_STORED ROWS_:

________________________________________

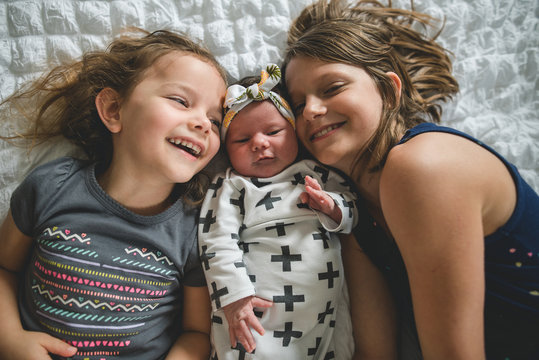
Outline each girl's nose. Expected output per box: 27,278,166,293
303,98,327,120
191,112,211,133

________________________________________

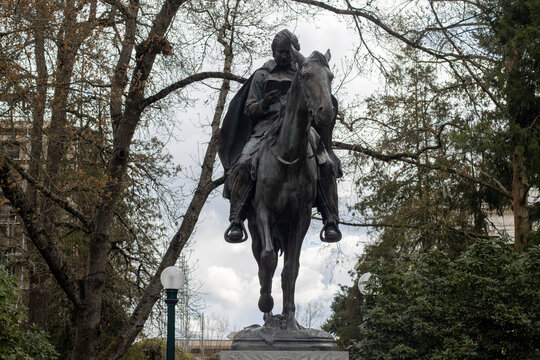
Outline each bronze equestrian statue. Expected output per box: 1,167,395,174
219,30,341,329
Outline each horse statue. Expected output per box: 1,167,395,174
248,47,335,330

________________________________________

_DIRECTION_:
Give everything in the listing from the line containing "Outline each bronze" down to the line containing "248,47,335,330", both included, as a numbered list with blank lines dropped.

_ANSWER FOR THIS EXERCISE_:
1. Outline each bronze equestrian statue. Expected output per box: 1,167,395,174
2. 219,30,341,329
3. Outline each horse statue. Expected output per box: 1,167,395,174
4. 248,47,335,330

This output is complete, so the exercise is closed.